◆ What is expected
Express the lines from the one containing "Might you point out the green" through the one containing "Target: green leaf", inclusive, as a JSON list of strings with one string per line and blank lines left out. Include no other lines.

◆ Data for the task
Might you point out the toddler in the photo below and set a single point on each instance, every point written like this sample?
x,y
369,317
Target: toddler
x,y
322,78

---

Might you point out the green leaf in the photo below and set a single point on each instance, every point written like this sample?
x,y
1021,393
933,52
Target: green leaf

◆ Written solution
[
  "Might you point out the green leaf in the photo below and set a single point on each instance, every point written like this sample?",
  "x,y",
  "1021,393",
  "933,52",
  "Target: green leaf"
]